Probability Riddle
 

If you have 3 doors, 1 which contains a BMW and the other two contain goats. You are told to pick one of the doors, and you do so. For arguements sake, lets say you picked 1, but it really doesn't matter. Next, I open door number 3 and show you a goat. Now, I ask you, do you want to keep door number 1 or switch to door number 2? Why (Prove/Justify your answer)?

And of course the whole point of this riddle is because you get to win the BMW if you guess the door with the BMW, and you get nothing if you get the door with the goat. No, you do not get to keep the goat....

Keep door number one, because u never said that door number one DIDNT contain teh bwm, maybe it did.

Not good enough of an answer. More elaboration is needed.

I would switch to 2, because there was a probabillity that you would get the goat, now it is even, and on the sat tests the answer is usually the middle answers , c and b, f and g...


2 is in the middle... right..?


BTW i say this because the middle is common for the answer to be there... Im probablly totalllly wrong though arent i?

INFORMATION GIVEN
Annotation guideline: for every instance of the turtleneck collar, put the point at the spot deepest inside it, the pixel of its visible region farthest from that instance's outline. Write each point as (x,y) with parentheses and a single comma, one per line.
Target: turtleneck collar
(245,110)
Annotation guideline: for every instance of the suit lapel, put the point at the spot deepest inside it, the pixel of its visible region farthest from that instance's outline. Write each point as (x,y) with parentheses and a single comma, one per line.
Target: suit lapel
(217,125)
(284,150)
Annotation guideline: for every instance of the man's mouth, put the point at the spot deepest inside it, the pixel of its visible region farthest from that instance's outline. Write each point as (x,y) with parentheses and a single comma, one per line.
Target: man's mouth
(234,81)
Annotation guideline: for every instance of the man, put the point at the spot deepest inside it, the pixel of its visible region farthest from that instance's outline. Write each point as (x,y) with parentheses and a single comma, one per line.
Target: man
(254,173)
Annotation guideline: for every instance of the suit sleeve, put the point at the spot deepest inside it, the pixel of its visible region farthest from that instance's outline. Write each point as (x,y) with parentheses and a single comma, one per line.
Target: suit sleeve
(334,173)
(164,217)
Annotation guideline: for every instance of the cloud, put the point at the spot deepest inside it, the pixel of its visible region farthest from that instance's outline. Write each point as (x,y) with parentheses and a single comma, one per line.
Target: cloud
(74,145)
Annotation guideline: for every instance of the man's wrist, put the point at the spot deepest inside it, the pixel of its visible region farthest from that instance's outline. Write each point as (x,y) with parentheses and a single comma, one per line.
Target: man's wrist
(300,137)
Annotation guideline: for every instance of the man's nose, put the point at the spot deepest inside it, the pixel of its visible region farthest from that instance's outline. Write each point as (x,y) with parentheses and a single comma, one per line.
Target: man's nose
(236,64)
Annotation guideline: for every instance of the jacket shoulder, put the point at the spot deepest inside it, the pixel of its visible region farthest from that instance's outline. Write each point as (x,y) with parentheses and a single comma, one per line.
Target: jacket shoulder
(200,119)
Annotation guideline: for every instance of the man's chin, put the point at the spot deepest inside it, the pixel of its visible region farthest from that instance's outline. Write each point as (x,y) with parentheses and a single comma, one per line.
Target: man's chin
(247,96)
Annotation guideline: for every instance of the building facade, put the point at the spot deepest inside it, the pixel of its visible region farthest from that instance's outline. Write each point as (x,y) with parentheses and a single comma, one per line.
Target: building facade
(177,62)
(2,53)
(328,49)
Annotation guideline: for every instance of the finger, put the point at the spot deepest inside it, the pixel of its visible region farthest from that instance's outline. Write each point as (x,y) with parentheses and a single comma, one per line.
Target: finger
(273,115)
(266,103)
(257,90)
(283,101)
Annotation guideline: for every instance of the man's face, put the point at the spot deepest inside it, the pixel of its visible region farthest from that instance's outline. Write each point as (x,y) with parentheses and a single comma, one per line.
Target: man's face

WORK TO DO
• 1. Return everything in the riddle thread from "I would switch" down to "b, f and g...".
• 2. In the riddle thread, which door is opened to show a goat?

ANSWERS TO THE PROBLEMS
• 1.
I would switch to 2, because there was a probabillity that you would get the goat, now it is even, and on the sat tests the answer is usually the middle answers , c and b, f and g...

• 2. Door number 3.